*What to work on:* Reproduce only the lines of the items starting with the line that contains "Question. Provide a point on each instance of the man" and going on through the line that contains "x=260, y=126", with both included and the request lines kept. In the answers, shift every point coordinate by -93.

[Items from a collection]

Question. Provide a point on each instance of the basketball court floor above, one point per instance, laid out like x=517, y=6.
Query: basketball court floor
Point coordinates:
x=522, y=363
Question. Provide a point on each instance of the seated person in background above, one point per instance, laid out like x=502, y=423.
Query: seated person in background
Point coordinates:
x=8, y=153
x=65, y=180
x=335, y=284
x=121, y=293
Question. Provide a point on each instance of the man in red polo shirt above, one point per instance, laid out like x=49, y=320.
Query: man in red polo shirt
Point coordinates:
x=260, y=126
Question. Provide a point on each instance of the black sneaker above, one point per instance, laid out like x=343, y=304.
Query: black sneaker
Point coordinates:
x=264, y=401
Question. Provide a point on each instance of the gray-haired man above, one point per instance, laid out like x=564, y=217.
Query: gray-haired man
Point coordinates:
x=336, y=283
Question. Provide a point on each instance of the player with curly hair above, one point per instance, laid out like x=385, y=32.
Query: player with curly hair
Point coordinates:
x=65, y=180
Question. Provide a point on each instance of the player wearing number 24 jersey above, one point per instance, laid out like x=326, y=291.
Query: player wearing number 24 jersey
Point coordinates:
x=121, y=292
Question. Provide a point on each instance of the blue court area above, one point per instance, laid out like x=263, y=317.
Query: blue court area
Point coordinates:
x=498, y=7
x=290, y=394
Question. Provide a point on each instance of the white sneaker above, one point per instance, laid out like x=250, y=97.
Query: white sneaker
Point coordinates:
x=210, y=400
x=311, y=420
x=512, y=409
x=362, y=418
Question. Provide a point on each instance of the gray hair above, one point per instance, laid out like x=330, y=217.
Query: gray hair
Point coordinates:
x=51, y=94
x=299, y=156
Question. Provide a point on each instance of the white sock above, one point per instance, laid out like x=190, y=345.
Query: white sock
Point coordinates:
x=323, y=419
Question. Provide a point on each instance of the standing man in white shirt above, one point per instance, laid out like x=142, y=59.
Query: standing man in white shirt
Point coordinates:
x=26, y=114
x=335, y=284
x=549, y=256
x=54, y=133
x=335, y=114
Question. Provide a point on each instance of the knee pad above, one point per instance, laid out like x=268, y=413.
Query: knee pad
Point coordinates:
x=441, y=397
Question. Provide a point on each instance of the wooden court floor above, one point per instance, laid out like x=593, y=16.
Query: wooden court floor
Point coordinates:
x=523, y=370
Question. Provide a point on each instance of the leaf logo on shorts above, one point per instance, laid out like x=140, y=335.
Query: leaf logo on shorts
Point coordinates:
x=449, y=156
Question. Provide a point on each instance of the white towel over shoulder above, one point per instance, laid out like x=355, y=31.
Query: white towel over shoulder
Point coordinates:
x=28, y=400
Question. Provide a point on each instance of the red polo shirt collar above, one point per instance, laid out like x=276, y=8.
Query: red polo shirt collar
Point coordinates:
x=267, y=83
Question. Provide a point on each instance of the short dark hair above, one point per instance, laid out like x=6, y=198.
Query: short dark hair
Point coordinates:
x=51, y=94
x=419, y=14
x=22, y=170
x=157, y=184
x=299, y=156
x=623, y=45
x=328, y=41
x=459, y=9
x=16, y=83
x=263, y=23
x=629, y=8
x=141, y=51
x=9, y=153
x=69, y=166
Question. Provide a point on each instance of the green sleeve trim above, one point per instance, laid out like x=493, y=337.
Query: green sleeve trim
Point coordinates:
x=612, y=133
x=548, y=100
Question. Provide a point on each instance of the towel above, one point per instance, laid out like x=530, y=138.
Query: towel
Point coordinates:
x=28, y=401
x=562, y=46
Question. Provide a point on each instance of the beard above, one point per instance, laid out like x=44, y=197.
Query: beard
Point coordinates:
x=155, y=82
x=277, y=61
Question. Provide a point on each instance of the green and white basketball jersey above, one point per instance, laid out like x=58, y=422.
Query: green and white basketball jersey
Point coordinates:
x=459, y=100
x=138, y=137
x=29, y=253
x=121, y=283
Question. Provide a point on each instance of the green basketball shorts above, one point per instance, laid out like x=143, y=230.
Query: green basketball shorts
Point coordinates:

*Response to this task:*
Question. Provide a point on each instance of the man in red polo shirt above, one point per instance, laid out like x=49, y=320.
Query: man in red polo shirt
Point coordinates:
x=167, y=33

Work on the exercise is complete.